PROBLEM DESCRIPTION: Every line of the listing below from the one with "Target: grass verge" up to and including the one with "In the photo above, where can the truck cargo" should be retyped exactly, and nothing else; pictures are not part of the copy.

*** Block opens ***

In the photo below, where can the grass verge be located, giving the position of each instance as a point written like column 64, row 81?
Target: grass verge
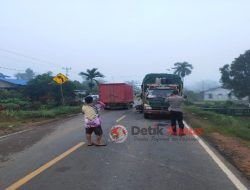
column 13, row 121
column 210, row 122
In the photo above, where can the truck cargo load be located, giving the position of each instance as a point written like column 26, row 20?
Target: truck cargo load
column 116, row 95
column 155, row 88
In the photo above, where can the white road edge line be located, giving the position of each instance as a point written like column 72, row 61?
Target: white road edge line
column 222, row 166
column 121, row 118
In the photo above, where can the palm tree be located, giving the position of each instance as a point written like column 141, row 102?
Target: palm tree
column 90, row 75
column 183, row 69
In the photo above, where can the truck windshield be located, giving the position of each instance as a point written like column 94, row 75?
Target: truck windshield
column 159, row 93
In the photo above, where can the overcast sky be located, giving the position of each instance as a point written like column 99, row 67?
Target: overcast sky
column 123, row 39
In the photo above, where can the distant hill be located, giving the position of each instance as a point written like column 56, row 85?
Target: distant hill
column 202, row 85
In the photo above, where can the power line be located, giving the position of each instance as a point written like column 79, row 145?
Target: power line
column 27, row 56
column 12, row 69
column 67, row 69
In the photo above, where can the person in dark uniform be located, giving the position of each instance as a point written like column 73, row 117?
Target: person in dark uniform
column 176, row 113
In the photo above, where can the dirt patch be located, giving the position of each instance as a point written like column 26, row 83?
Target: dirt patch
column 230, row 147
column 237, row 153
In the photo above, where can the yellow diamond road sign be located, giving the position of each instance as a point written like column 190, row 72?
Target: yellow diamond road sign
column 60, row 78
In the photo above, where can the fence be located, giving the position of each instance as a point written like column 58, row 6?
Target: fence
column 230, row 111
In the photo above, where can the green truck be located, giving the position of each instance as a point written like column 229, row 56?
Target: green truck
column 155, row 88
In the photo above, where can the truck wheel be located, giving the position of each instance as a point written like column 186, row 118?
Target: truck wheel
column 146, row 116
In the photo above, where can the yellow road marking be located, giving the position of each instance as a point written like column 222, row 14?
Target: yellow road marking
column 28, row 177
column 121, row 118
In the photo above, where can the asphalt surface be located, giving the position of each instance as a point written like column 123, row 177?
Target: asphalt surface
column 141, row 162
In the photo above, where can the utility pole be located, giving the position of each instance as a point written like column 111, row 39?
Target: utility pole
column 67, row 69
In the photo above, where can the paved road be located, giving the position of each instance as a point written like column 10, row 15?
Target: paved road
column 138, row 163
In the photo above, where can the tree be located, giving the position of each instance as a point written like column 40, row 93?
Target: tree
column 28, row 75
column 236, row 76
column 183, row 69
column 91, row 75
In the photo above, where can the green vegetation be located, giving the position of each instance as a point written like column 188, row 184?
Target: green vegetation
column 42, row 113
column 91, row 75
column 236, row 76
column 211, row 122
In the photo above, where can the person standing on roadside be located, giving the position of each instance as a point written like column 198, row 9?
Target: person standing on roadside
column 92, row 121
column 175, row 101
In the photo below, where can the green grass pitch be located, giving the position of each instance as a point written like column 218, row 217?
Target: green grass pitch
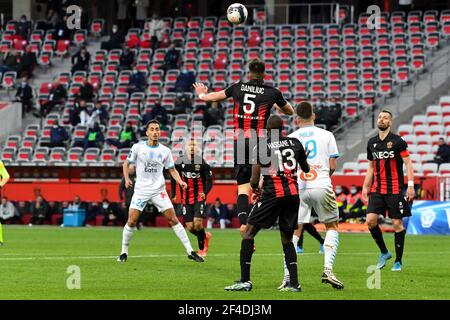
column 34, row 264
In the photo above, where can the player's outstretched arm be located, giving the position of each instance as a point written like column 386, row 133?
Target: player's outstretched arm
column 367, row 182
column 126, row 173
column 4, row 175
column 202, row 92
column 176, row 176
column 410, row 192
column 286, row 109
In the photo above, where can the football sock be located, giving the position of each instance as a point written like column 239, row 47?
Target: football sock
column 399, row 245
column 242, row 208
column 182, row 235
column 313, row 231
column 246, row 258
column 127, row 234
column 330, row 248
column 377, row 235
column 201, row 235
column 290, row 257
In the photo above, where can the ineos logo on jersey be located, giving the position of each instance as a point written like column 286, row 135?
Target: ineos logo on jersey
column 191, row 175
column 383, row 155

*** Block closes ***

FINISHED EXERCISE:
Target: grass verge
column 13, row 121
column 210, row 122
In the photo above, where can the truck cargo load be located, giving the position of each instance as a point written like column 26, row 20?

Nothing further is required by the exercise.